## Provided text
##############################

A few years ago, a normal meal for Cody Morrison included four fast-food sandwiches, two large fries, a 20-piece chicken nugget and a large drink. Working various jobs to stay afloat, he never really had the choice but to eat on the go. This also included filling up his 100-ounce mug with soda at least four times a day.
In his mid-twenties, after rapidly gaining weight since high school, he was also in near-constant pain. “My feet . . . always hurt,” Cody remembers. “I pretty much had flat arches. I had high blood pressure. I had acid reflux.”
But Cody was no stranger to struggle. He survived childhood abuse from his stepfather and endured bouts of depression and anxiety, as well as job loss and financial hardship. Through it all, even at his heaviest of 432 pounds on his 5-foot-9 frame, he fought to exercise though discomfort and limitations, partly because he continued to carry a dream that he had first had as a boy: to some day work in law enforcement.
Then, in the fall of 2014, after getting laid off and having to move back home with his mom, he decided enough was enough. “I had to start making important life decisions,” Cody said. He went back to school to study criminal justice. He also started researching bariatric surgery and attended an informational seminar. He was inspired by the success stories, but not ready to commit to the program.
Used to doing things on his own, Cody went to some St. Luke’s cooking classes and then stepped up his exercise program, regularly visiting a gym. Even before he consulted with a doctor, he was practicing a new way of eating and living. Though he lost weight, he knew it wasn’t enough. “I would do good for a period,” he said, “and then I would relapse and overeat for a week . . . and move backward.”
Struggling with his health and self-esteem, Cody finally decided that a sleeve gastrectomy would offer him the help he needed to lose the weight for good. At the same time, through his classes, he met many people involved in law enforcement who encouraged him to pursue his dream. Coincidentally, the College of Western Idaho was launching a Law Enforcement program in the fall of 2015.

##############################

## Entries supplied
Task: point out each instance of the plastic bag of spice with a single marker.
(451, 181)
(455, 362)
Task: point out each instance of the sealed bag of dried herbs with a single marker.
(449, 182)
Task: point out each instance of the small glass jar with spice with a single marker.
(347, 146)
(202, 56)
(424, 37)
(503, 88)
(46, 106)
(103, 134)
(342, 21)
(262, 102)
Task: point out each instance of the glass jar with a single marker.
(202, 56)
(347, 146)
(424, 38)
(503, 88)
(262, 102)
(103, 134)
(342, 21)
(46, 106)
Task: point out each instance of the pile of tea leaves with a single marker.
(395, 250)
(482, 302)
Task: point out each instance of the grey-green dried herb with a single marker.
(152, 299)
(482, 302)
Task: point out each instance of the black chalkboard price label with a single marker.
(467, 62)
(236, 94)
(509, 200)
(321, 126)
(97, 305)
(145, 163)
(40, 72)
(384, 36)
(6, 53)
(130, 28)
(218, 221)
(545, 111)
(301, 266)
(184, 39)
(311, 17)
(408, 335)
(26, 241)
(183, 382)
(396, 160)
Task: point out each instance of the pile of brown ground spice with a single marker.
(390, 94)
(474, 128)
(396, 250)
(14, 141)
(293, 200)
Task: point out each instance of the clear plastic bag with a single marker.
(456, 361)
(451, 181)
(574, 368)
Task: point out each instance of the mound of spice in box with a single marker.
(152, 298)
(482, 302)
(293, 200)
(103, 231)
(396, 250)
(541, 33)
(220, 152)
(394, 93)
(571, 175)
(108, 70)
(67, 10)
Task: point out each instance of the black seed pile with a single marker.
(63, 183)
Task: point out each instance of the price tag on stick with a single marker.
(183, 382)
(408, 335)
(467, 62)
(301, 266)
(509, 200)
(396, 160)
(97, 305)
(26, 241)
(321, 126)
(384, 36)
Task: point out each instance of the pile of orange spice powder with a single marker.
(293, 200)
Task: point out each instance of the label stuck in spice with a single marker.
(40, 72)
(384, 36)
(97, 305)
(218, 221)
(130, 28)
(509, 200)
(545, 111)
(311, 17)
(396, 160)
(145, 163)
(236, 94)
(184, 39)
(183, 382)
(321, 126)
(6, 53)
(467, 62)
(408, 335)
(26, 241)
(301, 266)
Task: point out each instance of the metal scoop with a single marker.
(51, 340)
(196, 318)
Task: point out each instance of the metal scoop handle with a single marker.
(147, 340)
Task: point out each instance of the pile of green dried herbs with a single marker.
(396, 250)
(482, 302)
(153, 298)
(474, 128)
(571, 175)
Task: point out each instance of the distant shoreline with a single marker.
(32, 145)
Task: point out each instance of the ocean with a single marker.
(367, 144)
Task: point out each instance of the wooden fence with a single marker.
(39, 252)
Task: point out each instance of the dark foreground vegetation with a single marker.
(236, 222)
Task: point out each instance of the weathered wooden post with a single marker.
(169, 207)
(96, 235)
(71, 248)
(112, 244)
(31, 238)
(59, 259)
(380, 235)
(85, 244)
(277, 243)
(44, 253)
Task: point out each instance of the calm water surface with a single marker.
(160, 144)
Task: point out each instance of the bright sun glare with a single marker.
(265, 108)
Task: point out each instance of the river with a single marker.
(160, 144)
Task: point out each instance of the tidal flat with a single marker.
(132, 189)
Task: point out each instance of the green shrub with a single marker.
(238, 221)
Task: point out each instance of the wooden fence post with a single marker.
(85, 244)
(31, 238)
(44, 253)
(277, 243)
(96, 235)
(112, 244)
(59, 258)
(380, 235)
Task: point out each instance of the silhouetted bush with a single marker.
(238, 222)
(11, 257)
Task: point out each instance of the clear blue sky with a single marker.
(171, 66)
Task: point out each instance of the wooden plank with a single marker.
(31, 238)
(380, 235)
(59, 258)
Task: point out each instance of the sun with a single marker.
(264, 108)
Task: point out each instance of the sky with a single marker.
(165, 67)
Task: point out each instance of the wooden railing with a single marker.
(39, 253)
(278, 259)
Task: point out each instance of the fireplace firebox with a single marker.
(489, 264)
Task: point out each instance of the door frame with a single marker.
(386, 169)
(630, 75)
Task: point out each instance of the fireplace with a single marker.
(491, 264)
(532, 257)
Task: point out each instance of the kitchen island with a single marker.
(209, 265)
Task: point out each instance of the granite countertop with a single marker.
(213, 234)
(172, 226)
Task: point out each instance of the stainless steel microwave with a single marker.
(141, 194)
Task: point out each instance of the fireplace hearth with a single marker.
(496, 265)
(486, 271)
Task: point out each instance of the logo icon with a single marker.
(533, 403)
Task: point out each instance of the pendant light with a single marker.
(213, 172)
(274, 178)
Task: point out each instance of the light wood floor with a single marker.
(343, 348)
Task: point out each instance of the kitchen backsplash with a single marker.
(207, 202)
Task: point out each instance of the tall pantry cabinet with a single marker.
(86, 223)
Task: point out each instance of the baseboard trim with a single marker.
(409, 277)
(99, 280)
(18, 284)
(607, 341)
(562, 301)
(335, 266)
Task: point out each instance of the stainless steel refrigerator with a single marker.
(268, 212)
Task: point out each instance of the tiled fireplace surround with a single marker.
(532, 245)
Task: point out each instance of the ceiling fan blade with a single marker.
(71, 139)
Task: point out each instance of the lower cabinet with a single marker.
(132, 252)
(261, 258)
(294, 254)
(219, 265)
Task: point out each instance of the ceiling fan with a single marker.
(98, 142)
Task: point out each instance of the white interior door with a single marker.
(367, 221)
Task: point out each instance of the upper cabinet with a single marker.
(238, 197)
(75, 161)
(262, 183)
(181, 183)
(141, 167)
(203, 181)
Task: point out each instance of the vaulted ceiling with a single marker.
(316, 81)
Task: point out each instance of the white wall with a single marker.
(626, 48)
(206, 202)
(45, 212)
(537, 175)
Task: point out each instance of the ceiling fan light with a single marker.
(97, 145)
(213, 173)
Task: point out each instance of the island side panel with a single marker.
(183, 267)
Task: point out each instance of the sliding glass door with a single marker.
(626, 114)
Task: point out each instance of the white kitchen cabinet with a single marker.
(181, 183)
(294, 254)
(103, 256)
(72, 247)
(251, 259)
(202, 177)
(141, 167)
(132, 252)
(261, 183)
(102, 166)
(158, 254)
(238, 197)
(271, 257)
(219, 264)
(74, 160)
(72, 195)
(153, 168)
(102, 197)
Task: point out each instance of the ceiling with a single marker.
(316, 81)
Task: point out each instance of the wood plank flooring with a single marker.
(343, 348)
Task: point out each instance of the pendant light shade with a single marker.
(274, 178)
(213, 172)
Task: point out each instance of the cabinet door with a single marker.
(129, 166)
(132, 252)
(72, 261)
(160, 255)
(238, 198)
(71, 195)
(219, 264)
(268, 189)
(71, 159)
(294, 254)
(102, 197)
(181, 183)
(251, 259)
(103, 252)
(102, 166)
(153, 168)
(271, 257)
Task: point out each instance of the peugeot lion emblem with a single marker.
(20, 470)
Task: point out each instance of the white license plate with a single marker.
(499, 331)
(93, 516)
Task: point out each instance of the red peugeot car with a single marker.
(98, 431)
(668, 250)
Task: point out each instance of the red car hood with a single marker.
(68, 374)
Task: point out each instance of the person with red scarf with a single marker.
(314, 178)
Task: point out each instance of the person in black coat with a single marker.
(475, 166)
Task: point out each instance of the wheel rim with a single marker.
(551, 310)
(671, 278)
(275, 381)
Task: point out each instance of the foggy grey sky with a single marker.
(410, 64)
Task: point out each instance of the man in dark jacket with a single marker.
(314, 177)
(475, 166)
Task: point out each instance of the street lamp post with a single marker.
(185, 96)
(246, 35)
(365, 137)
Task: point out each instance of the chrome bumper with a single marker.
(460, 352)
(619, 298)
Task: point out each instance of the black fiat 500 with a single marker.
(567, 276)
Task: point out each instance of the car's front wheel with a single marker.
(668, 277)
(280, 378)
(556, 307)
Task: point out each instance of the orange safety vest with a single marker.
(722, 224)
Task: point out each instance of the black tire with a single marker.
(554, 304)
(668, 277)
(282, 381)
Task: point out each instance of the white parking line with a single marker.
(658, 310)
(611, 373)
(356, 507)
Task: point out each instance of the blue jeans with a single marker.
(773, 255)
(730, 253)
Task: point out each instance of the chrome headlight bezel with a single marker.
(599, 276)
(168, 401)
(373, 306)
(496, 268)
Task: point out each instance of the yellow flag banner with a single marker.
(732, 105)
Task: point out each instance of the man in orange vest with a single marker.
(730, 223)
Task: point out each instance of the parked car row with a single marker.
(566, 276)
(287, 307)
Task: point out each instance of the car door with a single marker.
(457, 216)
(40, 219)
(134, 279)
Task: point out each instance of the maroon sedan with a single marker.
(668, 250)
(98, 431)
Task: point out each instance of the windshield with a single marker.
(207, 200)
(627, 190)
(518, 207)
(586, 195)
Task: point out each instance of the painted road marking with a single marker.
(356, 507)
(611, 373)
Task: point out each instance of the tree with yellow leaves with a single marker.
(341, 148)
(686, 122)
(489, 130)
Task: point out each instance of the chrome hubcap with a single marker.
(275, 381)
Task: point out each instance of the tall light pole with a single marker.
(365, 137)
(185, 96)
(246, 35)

##############################

## Work instructions
Continue the story of Cody Morrison's weight loss and his goal of working in law enforcement, starting right after its last sentence.

## Response box
In May of 2015, at 26 years old, Cody had the surgery. He weighed 393 pounds and knew he had a long, hard road ahead of him if he wanted to succeed in his goals, both to lose weight and to complete CWI’s 11-month program, which would push him physically and mentally.
At first, he worried that he had made a mistake. He didn’t know if the required eating changes would allow him enough stamina to workout hard and build muscle. He felt weak on the initial liquid diet and corresponding dramatic drop in his usual regular calorie intake. Just when he found himself making excuses not to enroll in the program, his bariatric surgeon, Dr. Jim Valentine, gave him the encouragement he needed.
“Dr. Valentine [told] me that it was a once-in-a-lifetime opportunity,” Cody remembers, “and it couldn’t have happened . . . at a better time.”
When classes started in August, Cody had already lost about 60 pounds—but the first day was still harder even than he had imagined. Students were required to complete a 1.5-mile run, 100 pushups and 100 sit-ups. “I was the slowest runner, and I was also the person not capable of completing 100 of anything,” he said. Instead of giving up, though, “I made it my goal that day that by the time of graduation . . . I was going to be the best.”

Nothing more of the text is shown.